### Source excerpt

----

Shares of data integration specialists Talend SA (NASDAQ:TLND) are down about 2.5% at a recent $36.61 since its February 13th Q4 earnings report, recovering from the worst of a roughly 12% drop in the days following the report, which included better-than-expected revenue, but also a forecast for disappointing growth and deeper-than-expected losses this quarter and for the full year.
Newly appointed chief executive Christal Bemont, who only took over last month, is certainly in the hot seat. Bemont took time to talk with Capital Market Labs following the report, and addressed the shortfall and what she intends to do. A large of what it sounds like she’s aiming for is to bring to Talend the kind of “well-oiled machine” that Bemont helped to build as chief revenue officer at cloud expense software maker Concur Systems (part of SAP).
Understandably, Bemont indicated she’s still in a process of assessing the state of affairs of Talend and weighing options in the business.
There’s also an urgency, enhanced by the soggy forecast, to pick up the pace in moving the company’s software to the cloud-based subscriptions (from traditional on-premise license sales). Cloud software is now just under a quarter of annual recurring revenue. While moving everything to cloud had always been a top priority for former CEO Mike Tuchen, it seem a more-pressing matter for Bemont. “It’s really now looking at what is the most optimized and fastest route to grow our cloud business,” she said.
As a consequence, it’s clear spending needs to increase, hence the worse-than-expected forecast for this year’s net loss per share. How will it sit with investors? “I know everyone wants to have something where it turns on a dime,” she said.
“The opportunity is massive, and we want to get it right.”
Asked if the company would make any staff cuts to shave costs, Bemont replied, “I don’t see that,” though it may be too soon to expect her to have a definitive answer about that.
To recap the results, Talend delivered $66.9 million in revenue in the December quarter, and a 7-cent loss per share. That was above consensus for $66.5 million and a 20-cent loss.

----

### Exercise set
1/ From the Talend article, copy the part that opens with the words containing "Shares of data" and closes with "(part of SAP).".
2/ Summarize the Talend article in two sentences.

### Supplied records
----

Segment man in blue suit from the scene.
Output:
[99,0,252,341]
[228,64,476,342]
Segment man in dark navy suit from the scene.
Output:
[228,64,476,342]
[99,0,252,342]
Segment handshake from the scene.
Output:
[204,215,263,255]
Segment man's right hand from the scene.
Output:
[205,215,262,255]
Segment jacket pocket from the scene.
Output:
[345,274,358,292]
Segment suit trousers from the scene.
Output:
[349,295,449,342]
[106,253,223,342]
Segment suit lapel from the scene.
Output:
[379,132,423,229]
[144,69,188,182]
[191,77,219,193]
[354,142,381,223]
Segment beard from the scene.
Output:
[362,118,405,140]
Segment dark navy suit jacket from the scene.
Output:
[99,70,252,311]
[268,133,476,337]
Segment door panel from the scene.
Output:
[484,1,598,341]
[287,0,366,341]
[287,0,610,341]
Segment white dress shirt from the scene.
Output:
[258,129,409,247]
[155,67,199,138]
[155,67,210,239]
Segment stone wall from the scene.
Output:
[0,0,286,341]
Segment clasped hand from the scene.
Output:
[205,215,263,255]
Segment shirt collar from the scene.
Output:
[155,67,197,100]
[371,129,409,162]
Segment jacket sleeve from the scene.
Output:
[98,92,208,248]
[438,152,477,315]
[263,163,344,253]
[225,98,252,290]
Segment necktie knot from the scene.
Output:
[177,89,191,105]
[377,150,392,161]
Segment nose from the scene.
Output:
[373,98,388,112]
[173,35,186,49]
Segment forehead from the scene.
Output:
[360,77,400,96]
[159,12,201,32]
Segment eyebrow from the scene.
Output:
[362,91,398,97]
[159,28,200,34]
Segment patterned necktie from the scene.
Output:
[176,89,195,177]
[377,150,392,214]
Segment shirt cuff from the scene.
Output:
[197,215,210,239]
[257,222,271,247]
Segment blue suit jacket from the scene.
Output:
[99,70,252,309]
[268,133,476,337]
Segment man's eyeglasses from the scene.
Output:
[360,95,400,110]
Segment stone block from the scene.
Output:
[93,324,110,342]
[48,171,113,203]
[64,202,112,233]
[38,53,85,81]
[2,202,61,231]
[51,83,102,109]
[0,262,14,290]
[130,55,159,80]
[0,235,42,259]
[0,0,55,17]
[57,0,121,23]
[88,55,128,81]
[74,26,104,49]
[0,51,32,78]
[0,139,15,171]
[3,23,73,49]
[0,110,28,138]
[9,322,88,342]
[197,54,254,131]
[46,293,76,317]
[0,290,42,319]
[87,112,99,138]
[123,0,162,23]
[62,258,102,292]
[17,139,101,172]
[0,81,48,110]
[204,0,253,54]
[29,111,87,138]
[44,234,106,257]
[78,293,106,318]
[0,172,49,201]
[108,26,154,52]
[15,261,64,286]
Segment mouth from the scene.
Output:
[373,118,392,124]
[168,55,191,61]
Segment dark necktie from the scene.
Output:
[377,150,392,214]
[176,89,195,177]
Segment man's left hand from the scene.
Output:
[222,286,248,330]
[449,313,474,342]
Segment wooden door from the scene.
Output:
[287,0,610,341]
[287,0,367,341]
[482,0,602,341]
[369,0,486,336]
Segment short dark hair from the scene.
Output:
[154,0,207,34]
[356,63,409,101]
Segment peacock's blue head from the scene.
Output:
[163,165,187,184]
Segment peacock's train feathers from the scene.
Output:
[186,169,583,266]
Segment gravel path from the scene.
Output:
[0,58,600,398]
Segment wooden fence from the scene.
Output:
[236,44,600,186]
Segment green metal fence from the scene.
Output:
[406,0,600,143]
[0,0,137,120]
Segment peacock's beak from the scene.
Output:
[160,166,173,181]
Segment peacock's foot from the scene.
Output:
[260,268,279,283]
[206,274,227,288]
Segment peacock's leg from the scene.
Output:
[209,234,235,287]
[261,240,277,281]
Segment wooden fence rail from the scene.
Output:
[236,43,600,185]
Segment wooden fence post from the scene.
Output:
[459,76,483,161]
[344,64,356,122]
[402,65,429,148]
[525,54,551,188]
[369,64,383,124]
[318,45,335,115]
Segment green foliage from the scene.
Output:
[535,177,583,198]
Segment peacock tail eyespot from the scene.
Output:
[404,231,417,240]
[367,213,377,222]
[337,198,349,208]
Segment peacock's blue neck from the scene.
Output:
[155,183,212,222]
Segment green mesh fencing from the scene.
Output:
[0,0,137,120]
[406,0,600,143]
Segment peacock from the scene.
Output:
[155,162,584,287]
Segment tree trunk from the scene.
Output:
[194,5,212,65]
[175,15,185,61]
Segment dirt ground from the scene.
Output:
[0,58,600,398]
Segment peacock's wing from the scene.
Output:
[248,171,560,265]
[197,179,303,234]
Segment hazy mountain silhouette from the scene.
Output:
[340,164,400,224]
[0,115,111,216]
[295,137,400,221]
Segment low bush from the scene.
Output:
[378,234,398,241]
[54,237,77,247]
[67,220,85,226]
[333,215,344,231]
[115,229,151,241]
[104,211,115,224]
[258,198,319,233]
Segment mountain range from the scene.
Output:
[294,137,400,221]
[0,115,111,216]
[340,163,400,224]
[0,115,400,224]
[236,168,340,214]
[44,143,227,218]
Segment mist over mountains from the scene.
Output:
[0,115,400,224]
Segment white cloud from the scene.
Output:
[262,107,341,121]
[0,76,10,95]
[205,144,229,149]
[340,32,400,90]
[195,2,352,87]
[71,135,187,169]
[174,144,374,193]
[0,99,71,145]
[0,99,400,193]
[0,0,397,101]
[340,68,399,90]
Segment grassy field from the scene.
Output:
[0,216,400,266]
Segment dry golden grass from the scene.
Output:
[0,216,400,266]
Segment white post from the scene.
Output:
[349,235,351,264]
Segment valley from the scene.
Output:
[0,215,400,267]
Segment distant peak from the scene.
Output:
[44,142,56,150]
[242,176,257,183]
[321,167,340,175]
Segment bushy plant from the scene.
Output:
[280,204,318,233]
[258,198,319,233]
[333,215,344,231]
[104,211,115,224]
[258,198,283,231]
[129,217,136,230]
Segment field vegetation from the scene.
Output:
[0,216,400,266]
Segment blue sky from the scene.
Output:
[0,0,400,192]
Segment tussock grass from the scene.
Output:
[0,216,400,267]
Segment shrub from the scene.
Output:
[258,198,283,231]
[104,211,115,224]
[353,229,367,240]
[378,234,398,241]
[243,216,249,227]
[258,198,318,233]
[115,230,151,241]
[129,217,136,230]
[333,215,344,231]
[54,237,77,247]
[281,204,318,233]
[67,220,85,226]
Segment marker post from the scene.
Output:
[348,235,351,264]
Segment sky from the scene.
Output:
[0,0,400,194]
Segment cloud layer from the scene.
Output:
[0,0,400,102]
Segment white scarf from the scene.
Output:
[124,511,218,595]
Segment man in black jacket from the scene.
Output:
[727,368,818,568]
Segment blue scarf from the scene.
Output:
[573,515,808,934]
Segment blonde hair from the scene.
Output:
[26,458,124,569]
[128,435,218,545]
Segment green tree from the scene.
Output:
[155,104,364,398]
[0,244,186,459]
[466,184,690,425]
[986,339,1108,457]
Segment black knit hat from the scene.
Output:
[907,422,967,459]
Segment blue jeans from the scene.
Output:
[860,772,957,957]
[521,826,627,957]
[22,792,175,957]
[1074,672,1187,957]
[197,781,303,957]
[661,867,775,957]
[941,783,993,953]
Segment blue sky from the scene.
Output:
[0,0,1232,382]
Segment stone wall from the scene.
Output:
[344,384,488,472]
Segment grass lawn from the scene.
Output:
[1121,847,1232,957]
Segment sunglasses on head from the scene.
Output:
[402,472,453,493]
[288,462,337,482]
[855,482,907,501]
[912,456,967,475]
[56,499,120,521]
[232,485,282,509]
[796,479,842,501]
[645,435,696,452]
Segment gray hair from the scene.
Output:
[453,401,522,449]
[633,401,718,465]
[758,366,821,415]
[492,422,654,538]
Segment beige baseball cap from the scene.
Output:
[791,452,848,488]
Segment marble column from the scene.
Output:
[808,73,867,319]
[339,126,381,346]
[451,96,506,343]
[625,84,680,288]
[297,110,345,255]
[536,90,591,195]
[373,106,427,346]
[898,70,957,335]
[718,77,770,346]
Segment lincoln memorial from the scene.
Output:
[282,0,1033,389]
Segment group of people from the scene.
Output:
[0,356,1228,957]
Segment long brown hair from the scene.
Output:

----

### Worked solutions
1/
Shares of data integration specialists Talend SA (NASDAQ:TLND) are down about 2.5% at a recent $36.61 since its February 13th Q4 earnings report, recovering from the worst of a roughly 12% drop in the days following the report, which included better-than-expected revenue, but also a forecast for disappointing growth and deeper-than-expected losses this quarter and for the full year.
Newly appointed chief executive Christal Bemont, who only took over last month, is certainly in the hot seat. Bemont took time to talk with Capital Market Labs following the report, and addressed the shortfall and what she intends to do. A large of what it sounds like she’s aiming for is to bring to Talend the kind of “well-oiled machine” that Bemont helped to build as chief revenue officer at cloud expense software maker Concur Systems (part of SAP).

2/ Talend shares are down about 2.5% since the company's February 13th Q4 earnings report, which beat revenue expectations but forecast disappointing growth and deeper-than-expected losses for the quarter and the full year. New CEO Christal Bemont says she is still assessing the business and wants the fastest route to grow its cloud subscriptions, which means spending must increase, though she does not see staff cuts.